### WHAT THIS TASK INVOLVES:
Copy the material from the line with "Task: tag the embroidered" through the end, both ends included, raising every pin coordinate in the answers by 91 and leaving the pictures out.

### DATA FOR THIS EXERCISE:
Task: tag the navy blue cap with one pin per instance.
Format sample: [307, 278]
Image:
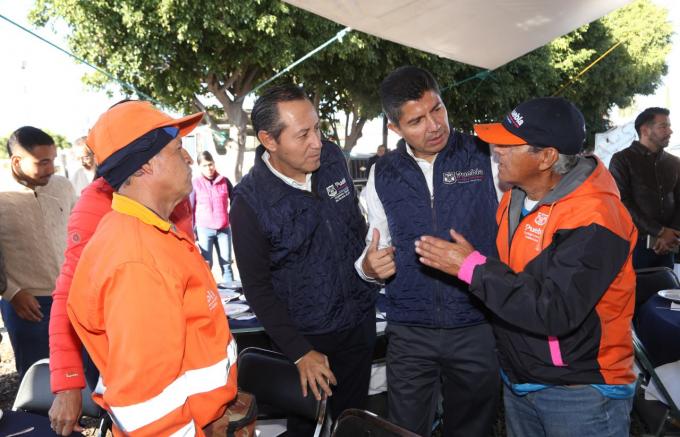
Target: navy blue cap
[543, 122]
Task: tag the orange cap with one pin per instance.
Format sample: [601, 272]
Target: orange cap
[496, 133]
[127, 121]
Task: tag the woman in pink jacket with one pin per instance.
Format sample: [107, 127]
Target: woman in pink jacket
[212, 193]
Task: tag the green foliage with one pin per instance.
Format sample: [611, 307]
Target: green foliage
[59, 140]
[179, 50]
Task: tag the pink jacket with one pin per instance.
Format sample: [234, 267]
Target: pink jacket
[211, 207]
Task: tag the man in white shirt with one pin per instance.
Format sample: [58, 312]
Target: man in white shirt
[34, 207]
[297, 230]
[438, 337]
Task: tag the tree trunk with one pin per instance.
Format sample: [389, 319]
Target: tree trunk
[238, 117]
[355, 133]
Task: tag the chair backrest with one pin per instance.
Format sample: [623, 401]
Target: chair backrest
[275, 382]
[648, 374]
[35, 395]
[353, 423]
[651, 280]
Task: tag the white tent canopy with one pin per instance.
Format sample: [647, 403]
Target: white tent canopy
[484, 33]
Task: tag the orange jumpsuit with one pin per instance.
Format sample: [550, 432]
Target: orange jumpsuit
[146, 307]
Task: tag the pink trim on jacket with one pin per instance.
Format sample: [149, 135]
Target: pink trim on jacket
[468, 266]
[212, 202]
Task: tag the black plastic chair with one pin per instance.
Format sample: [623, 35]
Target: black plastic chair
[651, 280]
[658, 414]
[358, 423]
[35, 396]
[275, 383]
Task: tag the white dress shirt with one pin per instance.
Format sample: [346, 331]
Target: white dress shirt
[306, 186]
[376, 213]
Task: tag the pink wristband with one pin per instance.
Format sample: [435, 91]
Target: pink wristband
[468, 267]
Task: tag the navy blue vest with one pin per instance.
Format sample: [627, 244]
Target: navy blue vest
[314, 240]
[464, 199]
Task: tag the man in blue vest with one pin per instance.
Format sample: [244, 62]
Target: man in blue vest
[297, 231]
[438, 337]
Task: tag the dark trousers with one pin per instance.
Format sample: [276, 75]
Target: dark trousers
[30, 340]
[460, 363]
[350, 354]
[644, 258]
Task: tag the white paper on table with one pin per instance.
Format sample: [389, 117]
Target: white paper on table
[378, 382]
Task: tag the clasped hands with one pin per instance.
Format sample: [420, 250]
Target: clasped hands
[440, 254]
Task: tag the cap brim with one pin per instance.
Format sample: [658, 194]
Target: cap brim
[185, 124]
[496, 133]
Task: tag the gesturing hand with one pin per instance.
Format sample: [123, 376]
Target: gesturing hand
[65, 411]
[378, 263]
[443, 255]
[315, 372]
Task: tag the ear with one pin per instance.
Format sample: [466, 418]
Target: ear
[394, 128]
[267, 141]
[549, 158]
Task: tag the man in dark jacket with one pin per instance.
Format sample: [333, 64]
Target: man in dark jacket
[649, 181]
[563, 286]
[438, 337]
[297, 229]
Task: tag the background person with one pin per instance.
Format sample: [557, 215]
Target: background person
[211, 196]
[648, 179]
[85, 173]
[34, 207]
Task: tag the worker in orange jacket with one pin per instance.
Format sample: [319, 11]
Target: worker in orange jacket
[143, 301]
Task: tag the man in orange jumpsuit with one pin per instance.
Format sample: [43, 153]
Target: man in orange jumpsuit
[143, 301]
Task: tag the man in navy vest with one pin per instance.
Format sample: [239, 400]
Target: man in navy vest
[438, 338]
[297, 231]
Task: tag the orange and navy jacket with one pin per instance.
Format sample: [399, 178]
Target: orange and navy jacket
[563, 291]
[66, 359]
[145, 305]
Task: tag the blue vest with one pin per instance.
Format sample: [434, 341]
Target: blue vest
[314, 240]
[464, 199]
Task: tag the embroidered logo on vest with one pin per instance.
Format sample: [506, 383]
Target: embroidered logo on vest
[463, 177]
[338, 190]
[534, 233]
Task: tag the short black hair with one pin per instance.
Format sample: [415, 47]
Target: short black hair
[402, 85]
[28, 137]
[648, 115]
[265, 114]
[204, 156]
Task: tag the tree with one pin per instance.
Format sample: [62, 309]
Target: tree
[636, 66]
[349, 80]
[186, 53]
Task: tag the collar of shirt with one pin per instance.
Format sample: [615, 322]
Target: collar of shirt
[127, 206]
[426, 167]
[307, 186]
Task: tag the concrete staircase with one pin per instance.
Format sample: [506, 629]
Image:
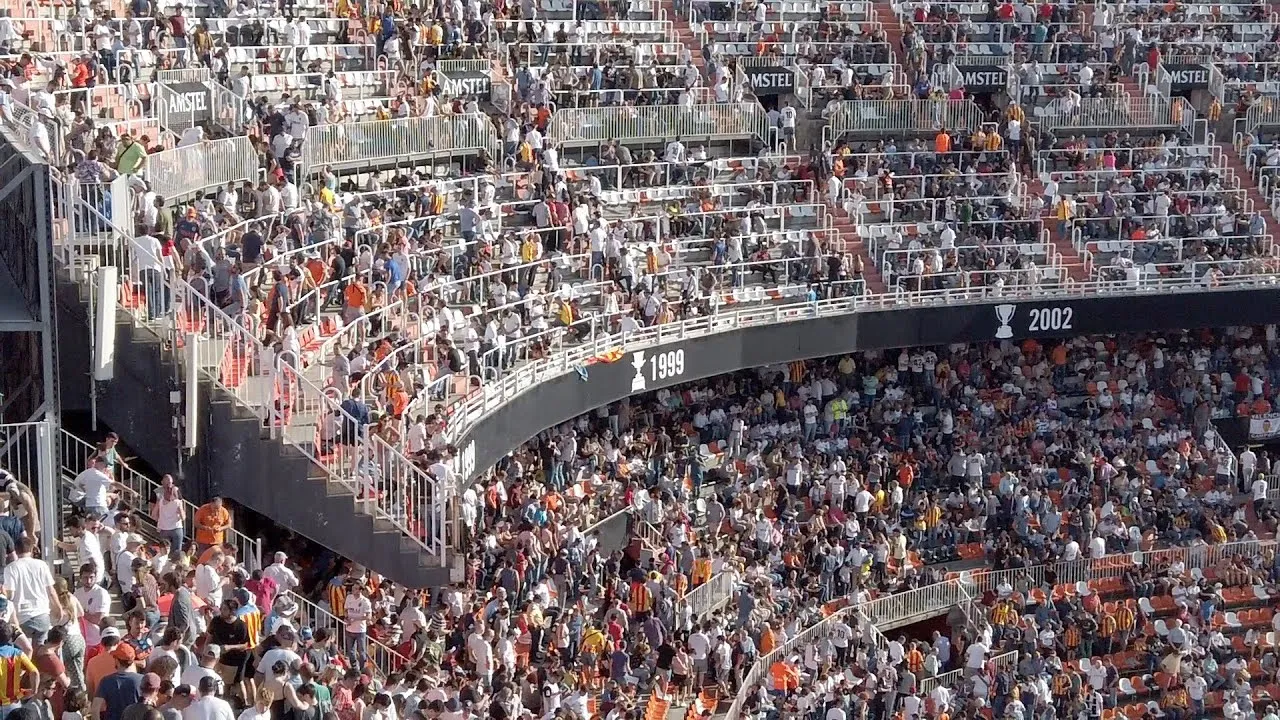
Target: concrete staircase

### WORKED SOLUTION:
Task: tag the embroidered logo on vest with one pin per instance.
Format sample: [506, 383]
Target: embroidered logo on vest
[554, 268]
[429, 281]
[625, 324]
Task: tag the short black hair with one pin per instance.
Format sample: [415, 47]
Target: short black hair
[493, 176]
[119, 228]
[739, 206]
[356, 205]
[295, 247]
Task: tag the tree with one pin per instance.
Format sample: [62, 309]
Target: tree
[727, 157]
[440, 171]
[277, 144]
Task: tag the collar of shirt with one pin per instance.
Format sample: [615, 322]
Target: collar of shirt
[218, 297]
[517, 258]
[398, 277]
Task: tag the concrete staircase with one pin per instance.
Format sample: [506, 629]
Image:
Target: concrete staircase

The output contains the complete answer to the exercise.